* GIVEN TASK *
Filter the data below and copy every line that contains the string "hood", matching its case exactly.

*** DATASET ENTRIES

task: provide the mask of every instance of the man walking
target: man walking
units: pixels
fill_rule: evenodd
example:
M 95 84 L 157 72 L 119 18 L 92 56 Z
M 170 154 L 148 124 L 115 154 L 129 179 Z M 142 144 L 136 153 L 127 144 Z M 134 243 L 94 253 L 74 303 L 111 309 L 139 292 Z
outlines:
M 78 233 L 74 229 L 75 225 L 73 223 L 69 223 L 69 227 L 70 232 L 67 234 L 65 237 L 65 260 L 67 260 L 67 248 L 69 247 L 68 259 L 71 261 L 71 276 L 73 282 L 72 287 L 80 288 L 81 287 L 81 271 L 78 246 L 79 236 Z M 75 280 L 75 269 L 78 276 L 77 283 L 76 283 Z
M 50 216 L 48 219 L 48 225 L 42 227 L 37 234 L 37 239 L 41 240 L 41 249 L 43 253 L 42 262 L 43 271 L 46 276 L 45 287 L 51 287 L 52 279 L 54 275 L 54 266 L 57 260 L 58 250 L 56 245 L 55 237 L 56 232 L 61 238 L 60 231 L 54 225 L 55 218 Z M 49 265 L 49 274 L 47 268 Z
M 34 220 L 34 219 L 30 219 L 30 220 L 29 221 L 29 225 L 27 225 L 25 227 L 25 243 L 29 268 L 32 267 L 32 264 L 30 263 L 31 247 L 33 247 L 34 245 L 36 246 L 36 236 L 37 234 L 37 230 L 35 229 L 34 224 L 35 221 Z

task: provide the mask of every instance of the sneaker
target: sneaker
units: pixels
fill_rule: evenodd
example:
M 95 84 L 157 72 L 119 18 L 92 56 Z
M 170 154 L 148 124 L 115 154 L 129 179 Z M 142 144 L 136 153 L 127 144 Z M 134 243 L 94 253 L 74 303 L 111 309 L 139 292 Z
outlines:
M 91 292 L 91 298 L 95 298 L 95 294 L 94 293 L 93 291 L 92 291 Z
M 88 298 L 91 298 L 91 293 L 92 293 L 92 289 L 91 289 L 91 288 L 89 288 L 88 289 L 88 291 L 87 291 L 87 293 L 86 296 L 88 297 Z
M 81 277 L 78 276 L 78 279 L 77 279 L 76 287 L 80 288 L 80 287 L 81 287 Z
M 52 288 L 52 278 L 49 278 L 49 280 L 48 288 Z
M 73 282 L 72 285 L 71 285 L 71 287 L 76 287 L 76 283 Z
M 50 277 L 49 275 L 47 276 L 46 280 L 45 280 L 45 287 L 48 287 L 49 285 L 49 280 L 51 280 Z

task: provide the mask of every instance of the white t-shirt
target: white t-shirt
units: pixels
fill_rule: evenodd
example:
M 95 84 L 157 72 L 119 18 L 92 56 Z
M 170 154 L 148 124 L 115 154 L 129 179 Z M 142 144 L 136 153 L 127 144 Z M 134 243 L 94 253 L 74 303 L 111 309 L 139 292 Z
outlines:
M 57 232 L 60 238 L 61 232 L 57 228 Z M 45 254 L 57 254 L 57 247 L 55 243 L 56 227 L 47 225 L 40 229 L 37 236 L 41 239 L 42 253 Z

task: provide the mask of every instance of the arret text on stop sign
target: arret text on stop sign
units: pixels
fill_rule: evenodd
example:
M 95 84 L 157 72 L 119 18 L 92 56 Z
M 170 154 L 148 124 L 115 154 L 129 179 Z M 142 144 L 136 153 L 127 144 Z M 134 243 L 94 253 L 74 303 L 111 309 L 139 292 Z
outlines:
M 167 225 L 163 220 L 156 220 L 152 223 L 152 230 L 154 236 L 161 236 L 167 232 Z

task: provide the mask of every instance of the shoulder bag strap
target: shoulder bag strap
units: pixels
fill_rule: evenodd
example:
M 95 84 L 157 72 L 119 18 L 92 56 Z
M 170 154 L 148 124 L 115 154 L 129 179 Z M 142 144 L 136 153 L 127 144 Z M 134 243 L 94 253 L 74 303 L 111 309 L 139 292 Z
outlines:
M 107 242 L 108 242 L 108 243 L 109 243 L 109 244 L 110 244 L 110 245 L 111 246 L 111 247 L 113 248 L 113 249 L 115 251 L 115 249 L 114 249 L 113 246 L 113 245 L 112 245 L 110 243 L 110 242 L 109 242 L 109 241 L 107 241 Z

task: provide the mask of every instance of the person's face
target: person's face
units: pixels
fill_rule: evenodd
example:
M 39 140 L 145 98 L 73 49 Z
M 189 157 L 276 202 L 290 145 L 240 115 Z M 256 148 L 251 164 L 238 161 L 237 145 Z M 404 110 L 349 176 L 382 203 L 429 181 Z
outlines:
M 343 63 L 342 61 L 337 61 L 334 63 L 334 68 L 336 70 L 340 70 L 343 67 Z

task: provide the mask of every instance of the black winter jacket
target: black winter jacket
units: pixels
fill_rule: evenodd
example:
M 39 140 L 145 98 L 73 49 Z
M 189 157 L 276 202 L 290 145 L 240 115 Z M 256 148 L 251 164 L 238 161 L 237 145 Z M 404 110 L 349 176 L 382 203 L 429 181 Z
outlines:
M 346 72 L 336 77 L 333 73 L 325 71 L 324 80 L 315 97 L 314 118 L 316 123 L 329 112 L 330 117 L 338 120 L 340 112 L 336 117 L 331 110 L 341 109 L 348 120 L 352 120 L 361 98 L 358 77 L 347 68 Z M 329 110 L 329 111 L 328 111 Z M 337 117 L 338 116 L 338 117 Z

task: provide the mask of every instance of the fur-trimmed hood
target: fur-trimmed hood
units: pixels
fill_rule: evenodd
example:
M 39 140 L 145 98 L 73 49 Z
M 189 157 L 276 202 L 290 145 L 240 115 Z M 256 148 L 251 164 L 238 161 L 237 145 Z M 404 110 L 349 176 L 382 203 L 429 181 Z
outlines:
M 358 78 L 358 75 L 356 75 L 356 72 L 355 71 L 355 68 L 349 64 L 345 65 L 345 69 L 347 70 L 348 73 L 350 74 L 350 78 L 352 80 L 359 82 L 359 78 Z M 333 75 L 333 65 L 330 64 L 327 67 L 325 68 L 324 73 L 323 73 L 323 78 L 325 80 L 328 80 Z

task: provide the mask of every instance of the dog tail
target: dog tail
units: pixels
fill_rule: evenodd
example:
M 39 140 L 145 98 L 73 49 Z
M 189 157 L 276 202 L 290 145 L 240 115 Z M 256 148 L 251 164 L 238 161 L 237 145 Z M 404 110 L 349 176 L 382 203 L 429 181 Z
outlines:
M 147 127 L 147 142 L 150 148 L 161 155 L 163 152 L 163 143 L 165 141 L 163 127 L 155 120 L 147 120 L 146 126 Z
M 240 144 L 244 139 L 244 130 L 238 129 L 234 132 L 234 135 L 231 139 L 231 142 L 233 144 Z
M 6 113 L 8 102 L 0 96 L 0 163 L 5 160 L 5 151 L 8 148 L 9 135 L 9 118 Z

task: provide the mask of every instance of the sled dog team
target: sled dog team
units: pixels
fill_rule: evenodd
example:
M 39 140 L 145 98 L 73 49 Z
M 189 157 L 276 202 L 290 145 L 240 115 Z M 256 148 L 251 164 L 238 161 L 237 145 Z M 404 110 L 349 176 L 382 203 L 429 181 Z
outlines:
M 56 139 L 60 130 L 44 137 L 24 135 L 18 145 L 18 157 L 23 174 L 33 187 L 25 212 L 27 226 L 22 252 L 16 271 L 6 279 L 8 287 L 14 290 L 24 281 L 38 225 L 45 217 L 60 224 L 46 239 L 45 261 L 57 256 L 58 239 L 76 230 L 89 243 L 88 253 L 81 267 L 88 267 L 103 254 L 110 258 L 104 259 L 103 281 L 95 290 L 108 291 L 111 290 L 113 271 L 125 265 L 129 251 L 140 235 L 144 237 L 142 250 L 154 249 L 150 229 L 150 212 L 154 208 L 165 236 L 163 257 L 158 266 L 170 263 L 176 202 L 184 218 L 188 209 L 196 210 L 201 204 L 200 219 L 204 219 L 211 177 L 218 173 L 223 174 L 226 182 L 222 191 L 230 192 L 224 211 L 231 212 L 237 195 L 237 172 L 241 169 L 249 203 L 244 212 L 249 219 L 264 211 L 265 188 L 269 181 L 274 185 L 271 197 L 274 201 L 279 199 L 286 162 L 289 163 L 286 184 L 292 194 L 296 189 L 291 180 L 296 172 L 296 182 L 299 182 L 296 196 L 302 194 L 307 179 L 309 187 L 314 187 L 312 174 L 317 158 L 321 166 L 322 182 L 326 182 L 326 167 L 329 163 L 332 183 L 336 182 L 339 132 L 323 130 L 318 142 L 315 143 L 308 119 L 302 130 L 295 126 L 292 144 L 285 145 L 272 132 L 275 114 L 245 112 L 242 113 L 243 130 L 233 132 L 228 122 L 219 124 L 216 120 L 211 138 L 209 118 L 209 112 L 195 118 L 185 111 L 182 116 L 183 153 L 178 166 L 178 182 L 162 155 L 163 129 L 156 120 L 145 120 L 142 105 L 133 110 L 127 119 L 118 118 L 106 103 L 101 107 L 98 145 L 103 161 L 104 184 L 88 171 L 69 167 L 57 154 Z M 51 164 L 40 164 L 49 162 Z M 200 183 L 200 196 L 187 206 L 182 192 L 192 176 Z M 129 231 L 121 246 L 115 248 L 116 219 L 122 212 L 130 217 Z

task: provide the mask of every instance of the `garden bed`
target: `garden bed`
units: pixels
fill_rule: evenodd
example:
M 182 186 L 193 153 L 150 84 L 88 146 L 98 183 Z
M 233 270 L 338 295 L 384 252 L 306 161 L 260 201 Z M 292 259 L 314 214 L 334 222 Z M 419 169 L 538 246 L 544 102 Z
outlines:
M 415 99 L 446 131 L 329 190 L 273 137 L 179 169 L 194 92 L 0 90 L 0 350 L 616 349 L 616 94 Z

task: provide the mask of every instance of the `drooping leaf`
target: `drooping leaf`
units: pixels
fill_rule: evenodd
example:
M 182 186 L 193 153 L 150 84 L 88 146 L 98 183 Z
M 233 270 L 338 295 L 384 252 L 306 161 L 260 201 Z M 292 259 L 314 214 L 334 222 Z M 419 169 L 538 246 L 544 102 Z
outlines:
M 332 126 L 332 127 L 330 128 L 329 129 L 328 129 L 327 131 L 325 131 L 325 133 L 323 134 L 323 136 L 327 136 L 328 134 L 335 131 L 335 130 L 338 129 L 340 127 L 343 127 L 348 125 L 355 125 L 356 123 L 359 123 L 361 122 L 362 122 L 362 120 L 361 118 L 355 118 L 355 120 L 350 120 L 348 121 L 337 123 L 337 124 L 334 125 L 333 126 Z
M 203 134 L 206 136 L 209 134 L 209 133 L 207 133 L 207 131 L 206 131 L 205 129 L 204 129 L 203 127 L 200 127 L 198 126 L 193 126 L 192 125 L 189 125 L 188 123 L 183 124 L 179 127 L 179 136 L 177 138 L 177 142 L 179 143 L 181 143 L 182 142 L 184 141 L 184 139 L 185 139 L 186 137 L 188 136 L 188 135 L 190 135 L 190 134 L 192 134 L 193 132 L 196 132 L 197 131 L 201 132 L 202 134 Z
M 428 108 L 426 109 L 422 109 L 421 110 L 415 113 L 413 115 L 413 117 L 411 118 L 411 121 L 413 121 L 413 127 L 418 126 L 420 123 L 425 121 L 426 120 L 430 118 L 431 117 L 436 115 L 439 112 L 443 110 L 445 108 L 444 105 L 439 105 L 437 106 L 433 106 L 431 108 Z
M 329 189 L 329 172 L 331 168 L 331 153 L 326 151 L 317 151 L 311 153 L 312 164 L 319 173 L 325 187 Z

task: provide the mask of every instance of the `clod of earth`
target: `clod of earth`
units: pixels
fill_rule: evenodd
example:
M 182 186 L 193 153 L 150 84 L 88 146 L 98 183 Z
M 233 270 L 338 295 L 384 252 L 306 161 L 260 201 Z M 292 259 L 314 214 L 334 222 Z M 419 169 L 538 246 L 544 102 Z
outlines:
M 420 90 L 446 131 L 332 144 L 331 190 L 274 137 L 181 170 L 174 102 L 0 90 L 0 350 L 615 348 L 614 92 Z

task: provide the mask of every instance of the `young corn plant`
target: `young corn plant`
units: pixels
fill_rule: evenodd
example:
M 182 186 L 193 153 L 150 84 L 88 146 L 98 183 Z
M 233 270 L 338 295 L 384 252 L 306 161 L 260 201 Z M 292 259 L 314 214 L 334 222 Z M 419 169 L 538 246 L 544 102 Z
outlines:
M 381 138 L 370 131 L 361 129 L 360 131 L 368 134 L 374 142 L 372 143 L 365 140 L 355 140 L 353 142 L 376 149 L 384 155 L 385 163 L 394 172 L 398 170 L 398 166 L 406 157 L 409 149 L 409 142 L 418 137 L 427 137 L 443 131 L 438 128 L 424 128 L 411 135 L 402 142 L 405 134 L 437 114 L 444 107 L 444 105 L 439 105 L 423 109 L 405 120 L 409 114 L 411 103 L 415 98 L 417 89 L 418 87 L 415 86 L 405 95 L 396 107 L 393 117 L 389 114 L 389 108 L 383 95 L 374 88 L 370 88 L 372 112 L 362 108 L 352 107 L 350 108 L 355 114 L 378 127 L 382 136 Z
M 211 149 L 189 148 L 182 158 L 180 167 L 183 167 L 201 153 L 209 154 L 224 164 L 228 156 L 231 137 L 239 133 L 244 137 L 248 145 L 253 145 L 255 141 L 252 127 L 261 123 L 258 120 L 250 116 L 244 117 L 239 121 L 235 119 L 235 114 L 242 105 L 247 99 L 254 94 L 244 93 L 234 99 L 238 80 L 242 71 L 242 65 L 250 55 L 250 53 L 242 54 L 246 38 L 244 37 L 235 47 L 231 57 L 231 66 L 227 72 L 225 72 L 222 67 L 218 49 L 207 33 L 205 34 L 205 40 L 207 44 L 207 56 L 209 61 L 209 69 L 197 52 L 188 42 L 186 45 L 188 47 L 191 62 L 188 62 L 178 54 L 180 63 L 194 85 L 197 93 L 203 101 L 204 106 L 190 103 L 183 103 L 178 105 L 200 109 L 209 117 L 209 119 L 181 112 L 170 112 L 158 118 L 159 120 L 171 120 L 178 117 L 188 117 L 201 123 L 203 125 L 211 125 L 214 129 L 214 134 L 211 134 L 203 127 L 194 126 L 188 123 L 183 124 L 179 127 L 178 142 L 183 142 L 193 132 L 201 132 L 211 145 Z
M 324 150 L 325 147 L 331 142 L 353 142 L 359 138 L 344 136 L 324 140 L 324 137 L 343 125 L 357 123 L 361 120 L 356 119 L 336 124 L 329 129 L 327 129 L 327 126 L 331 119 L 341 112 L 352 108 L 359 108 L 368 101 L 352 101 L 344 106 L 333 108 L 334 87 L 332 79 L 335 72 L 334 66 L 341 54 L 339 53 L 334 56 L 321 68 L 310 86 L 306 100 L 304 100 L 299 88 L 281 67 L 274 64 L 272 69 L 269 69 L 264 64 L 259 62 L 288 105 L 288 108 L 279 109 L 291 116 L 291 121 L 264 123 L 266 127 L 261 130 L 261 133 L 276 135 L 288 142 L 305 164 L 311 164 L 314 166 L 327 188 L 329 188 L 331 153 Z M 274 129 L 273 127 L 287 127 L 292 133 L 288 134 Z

******

* RESPONSE TO THE TASK *
task: provide the mask of every instance of the fur-trimmed hood
target: fur-trimmed hood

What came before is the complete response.